▶ **Task to complete**
Pull out each line in the records below that contains the string "Label", and copy those lines unchanged.

▶ **Stored records**
______

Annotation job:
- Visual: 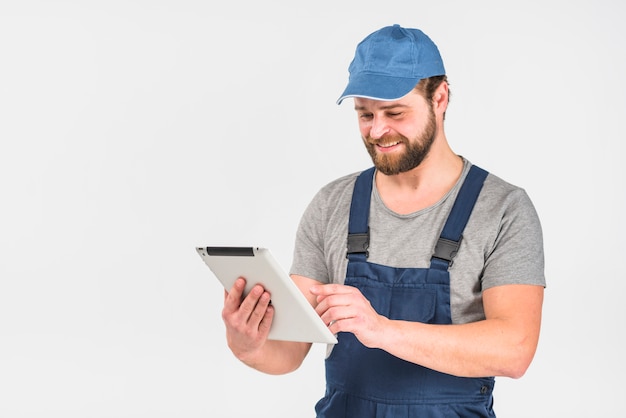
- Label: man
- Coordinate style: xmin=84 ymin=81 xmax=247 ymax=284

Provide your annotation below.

______

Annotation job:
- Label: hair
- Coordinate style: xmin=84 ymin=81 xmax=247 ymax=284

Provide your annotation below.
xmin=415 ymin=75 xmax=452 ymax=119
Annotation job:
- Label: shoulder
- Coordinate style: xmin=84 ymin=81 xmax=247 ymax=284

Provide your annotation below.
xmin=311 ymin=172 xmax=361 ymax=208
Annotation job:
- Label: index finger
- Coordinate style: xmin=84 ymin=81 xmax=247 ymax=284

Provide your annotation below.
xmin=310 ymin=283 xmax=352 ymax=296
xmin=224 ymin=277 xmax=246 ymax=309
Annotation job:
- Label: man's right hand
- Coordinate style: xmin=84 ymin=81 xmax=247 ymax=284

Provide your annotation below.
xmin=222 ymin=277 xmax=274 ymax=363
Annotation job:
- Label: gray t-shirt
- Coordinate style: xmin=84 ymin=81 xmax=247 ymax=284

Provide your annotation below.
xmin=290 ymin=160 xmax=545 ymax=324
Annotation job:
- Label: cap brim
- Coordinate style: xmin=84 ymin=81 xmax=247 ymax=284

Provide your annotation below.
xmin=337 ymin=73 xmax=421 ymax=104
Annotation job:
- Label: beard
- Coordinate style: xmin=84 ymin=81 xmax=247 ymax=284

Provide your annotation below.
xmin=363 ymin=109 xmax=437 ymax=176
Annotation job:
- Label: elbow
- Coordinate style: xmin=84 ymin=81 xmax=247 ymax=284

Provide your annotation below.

______

▶ **Final result**
- Label: man
- Label: hair
- Label: shoulder
- Label: index finger
- Label: man's right hand
- Label: gray t-shirt
- Label: cap brim
- Label: beard
- Label: elbow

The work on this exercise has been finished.